§ Task goal: Each line from the one with "The component shall indicate one point per instance of the bus" through the last line of the records must be output exactly, both ends included.

....

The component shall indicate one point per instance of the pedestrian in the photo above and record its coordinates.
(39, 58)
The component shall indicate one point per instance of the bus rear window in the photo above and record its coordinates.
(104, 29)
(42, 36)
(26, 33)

....

§ Solution to this problem:
The component shall indicate one point per instance of the bus rear window in the photo above and record its coordinates.
(104, 29)
(42, 36)
(26, 33)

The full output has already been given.